Exercise details: Extract all data as written.

Task material:
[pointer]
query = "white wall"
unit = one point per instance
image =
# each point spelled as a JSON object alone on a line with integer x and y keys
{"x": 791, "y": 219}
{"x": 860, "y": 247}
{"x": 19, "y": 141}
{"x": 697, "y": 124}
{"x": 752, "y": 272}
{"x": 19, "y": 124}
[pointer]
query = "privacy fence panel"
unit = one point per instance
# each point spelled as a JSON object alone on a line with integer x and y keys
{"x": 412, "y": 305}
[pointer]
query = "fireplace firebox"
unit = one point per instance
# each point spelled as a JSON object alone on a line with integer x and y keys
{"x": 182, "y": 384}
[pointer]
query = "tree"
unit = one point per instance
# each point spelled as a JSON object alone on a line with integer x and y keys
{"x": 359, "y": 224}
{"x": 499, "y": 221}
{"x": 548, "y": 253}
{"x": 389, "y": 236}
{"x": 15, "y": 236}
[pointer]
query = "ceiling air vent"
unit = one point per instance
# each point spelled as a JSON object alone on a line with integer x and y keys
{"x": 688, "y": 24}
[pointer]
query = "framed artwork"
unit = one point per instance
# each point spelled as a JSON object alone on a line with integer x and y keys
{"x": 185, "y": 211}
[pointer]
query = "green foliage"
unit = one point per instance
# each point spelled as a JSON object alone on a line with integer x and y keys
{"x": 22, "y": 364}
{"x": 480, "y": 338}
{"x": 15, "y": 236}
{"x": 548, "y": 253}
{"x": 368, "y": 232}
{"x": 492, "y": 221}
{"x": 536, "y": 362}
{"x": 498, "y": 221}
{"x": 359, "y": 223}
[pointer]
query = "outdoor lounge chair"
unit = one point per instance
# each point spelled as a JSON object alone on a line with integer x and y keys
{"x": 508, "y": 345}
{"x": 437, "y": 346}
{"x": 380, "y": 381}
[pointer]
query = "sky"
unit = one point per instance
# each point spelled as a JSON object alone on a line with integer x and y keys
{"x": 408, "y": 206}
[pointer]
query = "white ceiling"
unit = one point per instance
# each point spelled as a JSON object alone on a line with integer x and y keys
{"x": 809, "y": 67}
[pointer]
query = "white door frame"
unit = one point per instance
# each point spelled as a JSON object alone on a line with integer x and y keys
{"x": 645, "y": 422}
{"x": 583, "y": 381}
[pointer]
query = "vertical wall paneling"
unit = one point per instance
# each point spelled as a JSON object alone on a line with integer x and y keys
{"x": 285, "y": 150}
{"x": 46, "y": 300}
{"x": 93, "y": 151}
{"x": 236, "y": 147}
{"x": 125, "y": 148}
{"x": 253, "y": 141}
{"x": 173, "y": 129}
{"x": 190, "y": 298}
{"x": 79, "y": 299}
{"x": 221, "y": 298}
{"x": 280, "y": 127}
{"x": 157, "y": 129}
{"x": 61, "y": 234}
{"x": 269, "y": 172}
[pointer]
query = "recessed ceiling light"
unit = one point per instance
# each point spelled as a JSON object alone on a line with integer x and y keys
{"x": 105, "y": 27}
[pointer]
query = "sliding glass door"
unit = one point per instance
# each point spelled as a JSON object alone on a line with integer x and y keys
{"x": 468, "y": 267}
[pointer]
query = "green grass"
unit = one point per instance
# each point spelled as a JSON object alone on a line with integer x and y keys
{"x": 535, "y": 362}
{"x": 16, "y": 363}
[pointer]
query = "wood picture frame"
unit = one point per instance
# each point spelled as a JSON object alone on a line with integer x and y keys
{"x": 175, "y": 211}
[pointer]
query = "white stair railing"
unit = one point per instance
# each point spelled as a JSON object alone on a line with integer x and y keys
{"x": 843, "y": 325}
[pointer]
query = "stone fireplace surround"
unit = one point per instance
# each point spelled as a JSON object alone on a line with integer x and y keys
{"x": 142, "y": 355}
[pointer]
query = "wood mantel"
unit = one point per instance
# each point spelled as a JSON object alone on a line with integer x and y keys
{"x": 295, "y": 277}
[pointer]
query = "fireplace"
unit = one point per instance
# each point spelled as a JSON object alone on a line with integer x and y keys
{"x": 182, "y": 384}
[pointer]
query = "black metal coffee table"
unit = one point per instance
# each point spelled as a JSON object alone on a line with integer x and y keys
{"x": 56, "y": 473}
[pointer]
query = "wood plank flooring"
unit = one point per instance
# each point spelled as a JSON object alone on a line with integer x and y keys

Task response:
[pointer]
query = "white wall"
unit = one point per instance
image =
# each point spelled as a JSON object alone on a line with integer x and y keys
{"x": 791, "y": 219}
{"x": 860, "y": 247}
{"x": 19, "y": 141}
{"x": 697, "y": 124}
{"x": 752, "y": 272}
{"x": 19, "y": 124}
[pointer]
query = "privacy fence panel"
unit = one point per instance
# each point spelled as a JSON object alone on a line with integer x and y keys
{"x": 412, "y": 305}
[pointer]
query = "fireplace firebox"
unit = one point per instance
# each point spelled as a JSON object alone on a line with integer x and y keys
{"x": 182, "y": 384}
[pointer]
query = "tree"
unit = one point per instance
# each point spelled as a JSON object alone on a line with integer x and y keys
{"x": 359, "y": 224}
{"x": 499, "y": 221}
{"x": 548, "y": 253}
{"x": 389, "y": 236}
{"x": 15, "y": 236}
[pointer]
query = "ceiling air vent"
unit = one point per instance
# each point spelled as a JSON object alone on a line with integer x and y keys
{"x": 688, "y": 24}
[pointer]
query = "framed artwork"
unit = one point per instance
# each point spelled as a JSON object alone on a line with integer x and y keys
{"x": 185, "y": 211}
[pointer]
query = "green foliage"
unit = one point per instance
# each point spelled as a JSON object alone on a line with integer x and y keys
{"x": 22, "y": 364}
{"x": 480, "y": 338}
{"x": 15, "y": 236}
{"x": 548, "y": 253}
{"x": 368, "y": 232}
{"x": 492, "y": 221}
{"x": 536, "y": 362}
{"x": 498, "y": 221}
{"x": 359, "y": 223}
[pointer]
query = "outdoor lounge chair"
unit = one point per instance
# each point spelled as a JSON object alone on a line with integer x and y keys
{"x": 508, "y": 345}
{"x": 437, "y": 346}
{"x": 380, "y": 381}
[pointer]
query = "sky"
unit = one point per instance
# each point spelled as a JSON object alone on a line with integer x and y keys
{"x": 408, "y": 206}
[pointer]
query = "white ceiling"
unit = one point per instance
# each point spelled as a JSON object alone on a line with integer x and y keys
{"x": 809, "y": 67}
[pointer]
query = "white door frame"
unit = one point per instance
# each point spelled as a JSON object alone on a line with integer x and y keys
{"x": 645, "y": 422}
{"x": 583, "y": 381}
[pointer]
query = "vertical wall paneling"
unit = one point per instance
# each point spelled as a JSON object alone on a line with integer x and y keys
{"x": 285, "y": 150}
{"x": 46, "y": 300}
{"x": 93, "y": 151}
{"x": 236, "y": 147}
{"x": 125, "y": 148}
{"x": 253, "y": 141}
{"x": 173, "y": 129}
{"x": 190, "y": 298}
{"x": 79, "y": 299}
{"x": 221, "y": 298}
{"x": 280, "y": 127}
{"x": 157, "y": 129}
{"x": 61, "y": 234}
{"x": 269, "y": 172}
[pointer]
query = "recessed ceiling light"
unit = one point per instance
# each point spelled as a JSON object alone on a line with integer x and y keys
{"x": 105, "y": 27}
[pointer]
query = "sliding glass door"
unit = one point per instance
# each point spelled as a JSON object alone on a line with integer x and y keys
{"x": 468, "y": 267}
[pointer]
query = "green grass"
unit = one point per instance
# each point spelled as a JSON object alone on a line with integer x and y keys
{"x": 535, "y": 362}
{"x": 16, "y": 363}
[pointer]
query = "wood picture frame"
unit = one point per instance
# each point spelled as a JSON object alone on a line with integer x and y keys
{"x": 175, "y": 211}
[pointer]
query = "white stair railing"
unit = one point per instance
# each point spelled as a JSON object alone on a line with integer x and y keys
{"x": 843, "y": 325}
[pointer]
query = "stone fireplace surround"
unit = one point per instance
# each point spelled as a JSON object alone on a line with integer x and y keys
{"x": 142, "y": 355}
[pointer]
query = "wood mantel"
unit = one point per instance
# each point spelled as a JSON object alone on a line with integer x and y keys
{"x": 295, "y": 277}
[pointer]
query = "fireplace"
unit = one point per instance
# each point spelled as a JSON object alone on a line with integer x and y keys
{"x": 182, "y": 384}
[pointer]
query = "black metal coffee table"
unit = one point per instance
# each point spelled as a JSON object alone on a line with integer x and y keys
{"x": 56, "y": 473}
[pointer]
query = "wood plank flooring"
unit = one point per instance
# each point spelled as a JSON object alone on a line with integer x and y keys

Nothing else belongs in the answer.